### WHAT YOU NEED TO DO
Write down exactly the lines of the listing below, beginning with the one containing "Target: antler tine" and closing with the final line.
(Beginning of MATERIAL FOR THIS TASK)
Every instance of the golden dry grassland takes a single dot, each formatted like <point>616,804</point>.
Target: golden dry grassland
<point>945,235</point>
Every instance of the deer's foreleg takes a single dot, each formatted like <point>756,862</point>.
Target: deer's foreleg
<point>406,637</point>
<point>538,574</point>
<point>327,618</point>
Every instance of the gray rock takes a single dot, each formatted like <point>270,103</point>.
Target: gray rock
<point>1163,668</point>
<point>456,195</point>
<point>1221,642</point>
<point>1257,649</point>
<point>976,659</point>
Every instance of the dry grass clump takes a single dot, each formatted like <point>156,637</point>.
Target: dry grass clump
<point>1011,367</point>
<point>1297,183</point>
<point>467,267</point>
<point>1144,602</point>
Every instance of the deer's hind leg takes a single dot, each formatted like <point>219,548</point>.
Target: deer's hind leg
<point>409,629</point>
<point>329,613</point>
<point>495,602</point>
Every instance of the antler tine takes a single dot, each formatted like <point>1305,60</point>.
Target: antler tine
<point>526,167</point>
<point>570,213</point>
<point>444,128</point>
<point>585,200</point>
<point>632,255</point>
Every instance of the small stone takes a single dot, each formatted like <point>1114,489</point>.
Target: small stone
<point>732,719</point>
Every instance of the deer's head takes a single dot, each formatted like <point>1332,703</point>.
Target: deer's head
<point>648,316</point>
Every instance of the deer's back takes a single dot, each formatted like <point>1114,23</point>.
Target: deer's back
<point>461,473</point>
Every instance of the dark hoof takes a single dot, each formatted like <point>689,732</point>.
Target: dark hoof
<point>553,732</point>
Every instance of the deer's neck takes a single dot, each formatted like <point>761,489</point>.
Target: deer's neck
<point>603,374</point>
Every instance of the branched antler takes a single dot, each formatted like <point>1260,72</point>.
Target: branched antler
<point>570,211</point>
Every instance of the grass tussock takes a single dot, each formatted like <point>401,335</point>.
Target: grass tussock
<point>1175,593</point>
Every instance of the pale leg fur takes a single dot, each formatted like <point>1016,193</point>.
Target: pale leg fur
(End of MATERIAL FOR THIS TASK)
### EXPECTED ANSWER
Target: antler tine
<point>526,167</point>
<point>570,213</point>
<point>444,128</point>
<point>585,200</point>
<point>632,255</point>
Every instance of the small stone takes a single dot, each formatted like <point>1114,489</point>.
Target: small stone
<point>732,719</point>
Every instance of the deer's head takes a single dot, each formatted like <point>1332,703</point>.
Target: deer's head
<point>648,316</point>
Every instance of the deer's back takes a single dot, each formatted like <point>1114,23</point>.
Target: deer's back
<point>461,473</point>
Every instance of the dark hoof takes a single dot, each formatted like <point>689,732</point>.
Target: dark hoof
<point>553,732</point>
Every instance of the deer's neck takes a single dot, each formatted like <point>761,489</point>.
Target: deer's neck
<point>603,374</point>
Every instance of the branched antler takes a single dot, each formatted like <point>1260,72</point>.
Target: branched antler
<point>570,211</point>
Every instance of the grass tussock takes a single dot, each formatted like <point>401,335</point>.
Target: grass tussock
<point>1175,593</point>
Every instance of the pale leg fur takes a single dot, each formatted like <point>1016,193</point>.
Target: pale leg fur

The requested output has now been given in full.